Work item
Where the word "instance" occurs in a line of the listing below, copy that line.

Data extract
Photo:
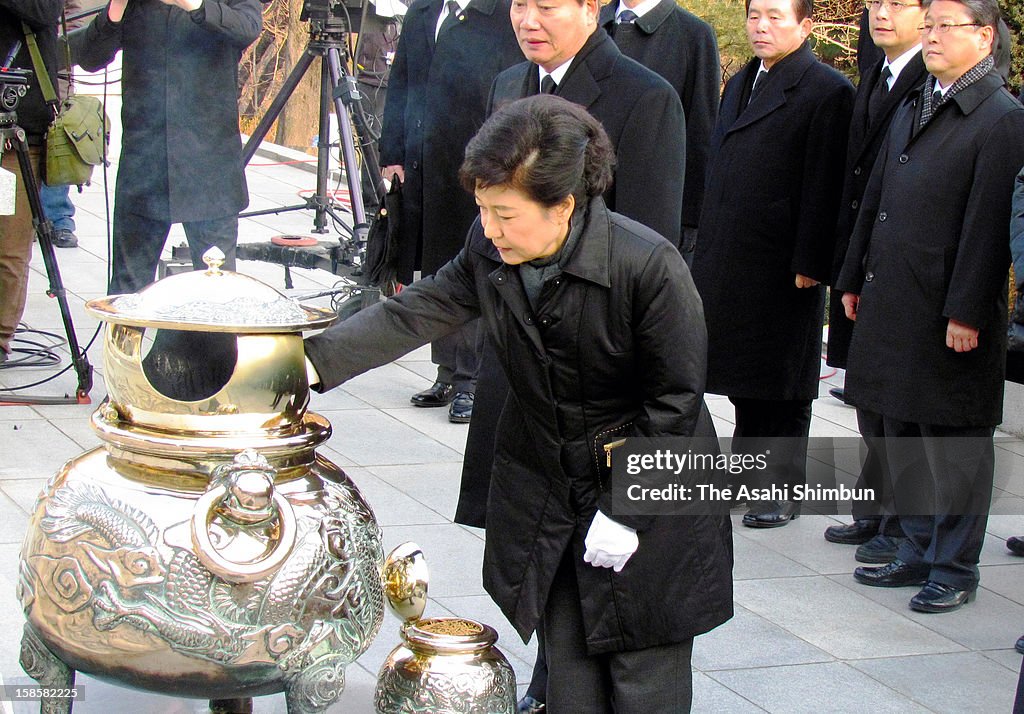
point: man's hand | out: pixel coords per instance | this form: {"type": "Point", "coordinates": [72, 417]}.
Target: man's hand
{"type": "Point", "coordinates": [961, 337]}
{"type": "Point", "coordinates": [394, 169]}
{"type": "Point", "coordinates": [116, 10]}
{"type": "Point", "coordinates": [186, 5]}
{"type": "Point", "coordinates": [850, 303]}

* * *

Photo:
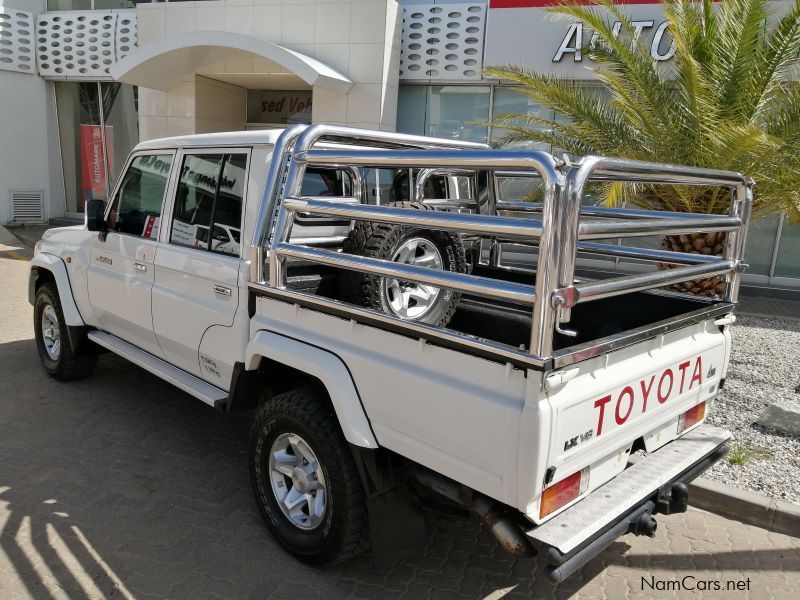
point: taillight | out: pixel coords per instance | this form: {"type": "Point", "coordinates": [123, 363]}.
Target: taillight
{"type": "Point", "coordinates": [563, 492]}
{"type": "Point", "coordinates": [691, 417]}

Answer to this task
point: man's hand | out: pixel coords per instance | this form: {"type": "Point", "coordinates": [72, 417]}.
point: taillight | out: pixel coords per instance | this form: {"type": "Point", "coordinates": [123, 363]}.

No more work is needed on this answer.